* DATA TO PROCESS *
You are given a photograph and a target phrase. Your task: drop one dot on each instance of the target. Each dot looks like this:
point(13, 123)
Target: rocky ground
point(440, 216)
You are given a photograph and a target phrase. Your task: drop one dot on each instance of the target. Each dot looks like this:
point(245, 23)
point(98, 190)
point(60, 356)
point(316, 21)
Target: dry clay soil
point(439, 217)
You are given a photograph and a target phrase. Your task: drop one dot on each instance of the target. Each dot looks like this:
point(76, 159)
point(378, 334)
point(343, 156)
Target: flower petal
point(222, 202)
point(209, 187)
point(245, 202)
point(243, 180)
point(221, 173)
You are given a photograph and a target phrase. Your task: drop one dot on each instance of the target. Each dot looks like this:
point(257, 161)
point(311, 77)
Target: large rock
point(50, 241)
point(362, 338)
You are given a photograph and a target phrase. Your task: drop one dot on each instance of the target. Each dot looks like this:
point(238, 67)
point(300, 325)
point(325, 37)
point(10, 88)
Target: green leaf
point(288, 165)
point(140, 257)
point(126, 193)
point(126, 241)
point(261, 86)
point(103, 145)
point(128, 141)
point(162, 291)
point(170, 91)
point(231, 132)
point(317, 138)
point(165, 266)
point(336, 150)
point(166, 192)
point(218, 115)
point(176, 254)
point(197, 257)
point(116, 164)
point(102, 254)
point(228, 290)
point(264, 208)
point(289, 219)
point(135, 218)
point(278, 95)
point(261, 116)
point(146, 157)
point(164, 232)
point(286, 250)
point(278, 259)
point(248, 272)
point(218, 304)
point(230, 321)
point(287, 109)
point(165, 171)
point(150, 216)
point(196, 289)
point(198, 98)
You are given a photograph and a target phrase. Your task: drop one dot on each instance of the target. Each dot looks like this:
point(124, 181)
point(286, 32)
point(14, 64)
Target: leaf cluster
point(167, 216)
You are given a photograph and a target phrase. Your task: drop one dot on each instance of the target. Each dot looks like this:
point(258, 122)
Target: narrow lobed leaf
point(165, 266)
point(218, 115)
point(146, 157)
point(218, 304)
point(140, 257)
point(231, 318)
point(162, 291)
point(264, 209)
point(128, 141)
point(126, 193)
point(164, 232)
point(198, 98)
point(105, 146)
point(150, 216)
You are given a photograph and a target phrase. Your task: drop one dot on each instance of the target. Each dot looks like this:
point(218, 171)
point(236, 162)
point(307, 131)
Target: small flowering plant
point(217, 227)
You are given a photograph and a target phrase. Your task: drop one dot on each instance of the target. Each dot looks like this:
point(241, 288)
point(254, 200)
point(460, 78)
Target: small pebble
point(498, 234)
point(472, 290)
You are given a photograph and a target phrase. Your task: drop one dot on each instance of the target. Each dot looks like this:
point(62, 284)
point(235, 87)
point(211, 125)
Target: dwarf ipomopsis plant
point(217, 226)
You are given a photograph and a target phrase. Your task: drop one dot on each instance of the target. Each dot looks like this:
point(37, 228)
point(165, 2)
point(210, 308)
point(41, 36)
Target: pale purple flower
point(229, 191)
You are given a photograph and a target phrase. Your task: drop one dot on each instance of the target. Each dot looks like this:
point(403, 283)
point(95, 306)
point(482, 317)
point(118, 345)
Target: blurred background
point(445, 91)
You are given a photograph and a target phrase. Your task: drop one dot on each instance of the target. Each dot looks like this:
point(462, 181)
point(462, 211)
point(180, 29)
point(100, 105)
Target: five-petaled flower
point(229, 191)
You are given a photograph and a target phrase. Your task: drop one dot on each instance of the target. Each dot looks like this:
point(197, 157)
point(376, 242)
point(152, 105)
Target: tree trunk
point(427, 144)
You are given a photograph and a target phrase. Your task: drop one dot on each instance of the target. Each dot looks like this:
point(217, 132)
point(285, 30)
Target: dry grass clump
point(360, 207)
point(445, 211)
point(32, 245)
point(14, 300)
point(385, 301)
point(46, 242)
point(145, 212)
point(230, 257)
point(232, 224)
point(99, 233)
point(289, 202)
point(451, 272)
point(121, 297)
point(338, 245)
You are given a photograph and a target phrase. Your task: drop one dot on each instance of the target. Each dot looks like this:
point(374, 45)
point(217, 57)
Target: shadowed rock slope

* TASK REQUIREMENTS *
Copy the lines above word for word.

* OUTPUT BELOW *
You are given a photograph and a target phrase. Your task: drop one dot on each instance of the target. Each dot looks like this:
point(13, 123)
Target: rocky ground
point(440, 216)
You are given a photograph and a target phrase. Your task: drop one dot on each instance of the target. Each dot looks like this:
point(245, 23)
point(98, 190)
point(60, 356)
point(316, 21)
Target: dry clay soil
point(439, 217)
You are given a photograph and a target phrase. Your task: drop one dot on each instance of the target. Each dot looks like this:
point(76, 159)
point(378, 334)
point(343, 156)
Target: flower petal
point(222, 202)
point(209, 187)
point(245, 202)
point(243, 180)
point(221, 173)
You are given a photograph and a target phrase. Your task: drop one dot on each instance of the target. Each dot looks like this:
point(257, 161)
point(311, 77)
Target: large rock
point(50, 241)
point(362, 338)
You are given a photograph and a target phrase. Your task: drop one dot on each instance of the target. Each dot looks like this:
point(238, 67)
point(300, 325)
point(325, 37)
point(10, 88)
Target: green leaf
point(288, 165)
point(140, 257)
point(126, 193)
point(126, 241)
point(261, 86)
point(103, 145)
point(128, 141)
point(162, 291)
point(170, 91)
point(231, 132)
point(317, 138)
point(165, 266)
point(336, 150)
point(166, 192)
point(218, 115)
point(176, 254)
point(197, 257)
point(116, 164)
point(102, 254)
point(228, 290)
point(264, 208)
point(289, 219)
point(135, 218)
point(278, 95)
point(261, 116)
point(146, 157)
point(164, 232)
point(286, 250)
point(278, 259)
point(248, 272)
point(218, 304)
point(230, 321)
point(287, 109)
point(165, 171)
point(150, 216)
point(196, 289)
point(198, 98)
You are given a photograph and a target phrase. Your task: drop one dot on each instance of the target. Each dot looks like this:
point(124, 181)
point(286, 32)
point(14, 64)
Target: leaf cluster
point(167, 216)
You are given a photograph and a target phrase. Your task: drop one dot on each instance of the target. Each dot looks like this:
point(258, 122)
Target: narrow lobed leaf
point(165, 266)
point(218, 115)
point(146, 157)
point(218, 304)
point(140, 257)
point(231, 318)
point(162, 291)
point(264, 209)
point(128, 141)
point(126, 193)
point(164, 232)
point(198, 98)
point(105, 146)
point(150, 216)
You are given a photograph and a target phrase. Your task: drop one dot on each instance of the target. Each dot looks like this:
point(218, 171)
point(236, 162)
point(307, 131)
Target: small flowering plant
point(217, 227)
You are given a photograph and a target phrase. Your task: drop one dot on each instance of the target. Each dot looks like this:
point(241, 288)
point(254, 200)
point(460, 78)
Target: small pebble
point(498, 234)
point(472, 290)
You are given a photograph and a target phrase. Your task: drop one dot on each instance of the target. Each dot looks like this:
point(62, 284)
point(235, 87)
point(211, 125)
Target: dwarf ipomopsis plant
point(217, 226)
You are given a photograph and a target phrase. Your task: drop one dot on each instance of the target. Each dot looks like this:
point(37, 228)
point(165, 2)
point(210, 308)
point(41, 36)
Target: pale purple flower
point(229, 191)
You are given a photograph and a target phrase. Your task: drop one dot on each instance of the target. Each dot looks like this:
point(403, 283)
point(95, 306)
point(482, 317)
point(118, 345)
Target: blurred background
point(445, 91)
You are given a photograph and a target phrase. Your task: drop one dot on each instance of the target. Each dot looks like this:
point(462, 181)
point(462, 211)
point(180, 29)
point(100, 105)
Target: five-petaled flower
point(229, 191)
You are given a photograph and a target phrase. Your task: drop one dot on each instance of the target. Each dot looks like this:
point(197, 157)
point(376, 242)
point(152, 105)
Target: tree trunk
point(427, 144)
You are given a photograph and a target phrase. Your task: drop one dot on each instance of the target. Each dot looks like this:
point(217, 132)
point(285, 30)
Target: dry grass clump
point(360, 207)
point(445, 211)
point(32, 245)
point(14, 300)
point(385, 301)
point(46, 242)
point(145, 212)
point(230, 257)
point(232, 224)
point(99, 233)
point(289, 202)
point(451, 272)
point(121, 297)
point(338, 245)
You are given a photograph and a target phrase. Your task: drop one dot on each instance of the target. Each dot looks like this:
point(374, 45)
point(217, 57)
Target: shadowed rock slope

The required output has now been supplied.